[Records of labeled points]
☆ ☆ ☆ ☆

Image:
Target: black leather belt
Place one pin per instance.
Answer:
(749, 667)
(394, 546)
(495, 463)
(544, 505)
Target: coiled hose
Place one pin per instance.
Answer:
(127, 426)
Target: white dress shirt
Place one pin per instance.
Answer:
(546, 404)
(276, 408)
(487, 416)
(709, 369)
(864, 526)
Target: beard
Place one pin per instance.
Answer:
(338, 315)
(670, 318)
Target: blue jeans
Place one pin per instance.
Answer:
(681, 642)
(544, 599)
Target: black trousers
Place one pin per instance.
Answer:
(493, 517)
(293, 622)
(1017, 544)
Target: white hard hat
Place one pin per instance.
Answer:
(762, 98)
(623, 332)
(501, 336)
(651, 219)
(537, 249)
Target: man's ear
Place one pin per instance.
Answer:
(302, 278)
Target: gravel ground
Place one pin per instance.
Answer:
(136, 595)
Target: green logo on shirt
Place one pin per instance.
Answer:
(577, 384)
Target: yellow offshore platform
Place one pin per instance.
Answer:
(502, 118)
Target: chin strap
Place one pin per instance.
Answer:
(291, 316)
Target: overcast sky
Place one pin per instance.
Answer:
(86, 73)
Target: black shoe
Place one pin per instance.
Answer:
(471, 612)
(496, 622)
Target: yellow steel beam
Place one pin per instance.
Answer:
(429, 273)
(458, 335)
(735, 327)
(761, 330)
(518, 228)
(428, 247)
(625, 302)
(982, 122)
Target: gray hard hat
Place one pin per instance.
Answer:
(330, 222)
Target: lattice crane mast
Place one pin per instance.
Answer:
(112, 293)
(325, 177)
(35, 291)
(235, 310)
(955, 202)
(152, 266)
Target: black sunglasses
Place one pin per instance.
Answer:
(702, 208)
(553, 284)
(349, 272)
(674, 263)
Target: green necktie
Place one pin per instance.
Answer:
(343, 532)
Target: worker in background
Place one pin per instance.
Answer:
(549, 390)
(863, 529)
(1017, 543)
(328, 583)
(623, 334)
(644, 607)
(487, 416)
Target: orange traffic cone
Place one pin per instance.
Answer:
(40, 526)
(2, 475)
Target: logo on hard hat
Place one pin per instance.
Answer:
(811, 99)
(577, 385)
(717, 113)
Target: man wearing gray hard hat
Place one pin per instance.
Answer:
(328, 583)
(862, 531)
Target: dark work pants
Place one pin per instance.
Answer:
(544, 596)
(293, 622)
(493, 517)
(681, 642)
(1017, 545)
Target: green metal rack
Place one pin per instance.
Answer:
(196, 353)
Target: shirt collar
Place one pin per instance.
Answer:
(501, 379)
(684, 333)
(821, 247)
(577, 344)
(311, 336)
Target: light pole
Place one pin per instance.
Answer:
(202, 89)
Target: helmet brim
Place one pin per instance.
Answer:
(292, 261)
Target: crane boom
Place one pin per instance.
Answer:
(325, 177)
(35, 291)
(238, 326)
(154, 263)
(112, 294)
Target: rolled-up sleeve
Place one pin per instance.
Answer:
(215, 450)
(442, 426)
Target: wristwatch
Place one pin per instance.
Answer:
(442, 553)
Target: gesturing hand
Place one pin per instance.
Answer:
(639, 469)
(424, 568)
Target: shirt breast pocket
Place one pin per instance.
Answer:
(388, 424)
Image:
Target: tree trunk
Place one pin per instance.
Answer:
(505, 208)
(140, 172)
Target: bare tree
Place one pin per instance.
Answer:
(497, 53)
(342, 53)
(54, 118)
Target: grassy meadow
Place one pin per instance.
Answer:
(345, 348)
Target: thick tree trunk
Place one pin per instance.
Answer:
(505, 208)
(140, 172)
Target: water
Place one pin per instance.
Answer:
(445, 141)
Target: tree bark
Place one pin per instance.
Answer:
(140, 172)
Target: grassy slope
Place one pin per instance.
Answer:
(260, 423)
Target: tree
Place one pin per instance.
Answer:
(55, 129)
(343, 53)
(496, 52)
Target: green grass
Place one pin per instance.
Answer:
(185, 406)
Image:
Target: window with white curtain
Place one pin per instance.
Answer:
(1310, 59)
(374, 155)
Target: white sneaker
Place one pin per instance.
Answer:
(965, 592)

☆ ☆ ☆ ☆

Reproduce the material word for word, starting at the line that contains "Target: gesturing hand" and continuing through the last line of the material.

» **The result**:
Target: gesturing hand
Place one pin per instance.
Answer:
(639, 469)
(424, 568)
Target: shirt breast pocket
Place one pin per instance.
Answer:
(388, 424)
Image:
Target: tree trunk
Place one pin per instance.
Answer:
(505, 208)
(140, 172)
Target: bare tree
Place one pin per instance.
Answer:
(497, 53)
(342, 53)
(54, 118)
Target: grassy meadow
Place one pin per instance.
Answer:
(345, 348)
Target: thick tree trunk
Place one pin per instance.
Answer:
(505, 208)
(140, 172)
Target: water
Place one pin per instance.
Answer:
(445, 141)
Target: tree bark
Place one pin per instance.
Answer:
(140, 172)
Target: grassy slope
Place one pin per instance.
Answer:
(260, 423)
Target: tree
Place one pin per instance.
Answer:
(55, 129)
(343, 53)
(496, 52)
Target: green grass
Place one pin per instance.
Answer:
(185, 406)
Image:
Target: window with white curtain
Place one pin per instance.
Answer:
(1310, 59)
(374, 155)
Target: white sneaker
Place one pin per instance.
Answer:
(965, 592)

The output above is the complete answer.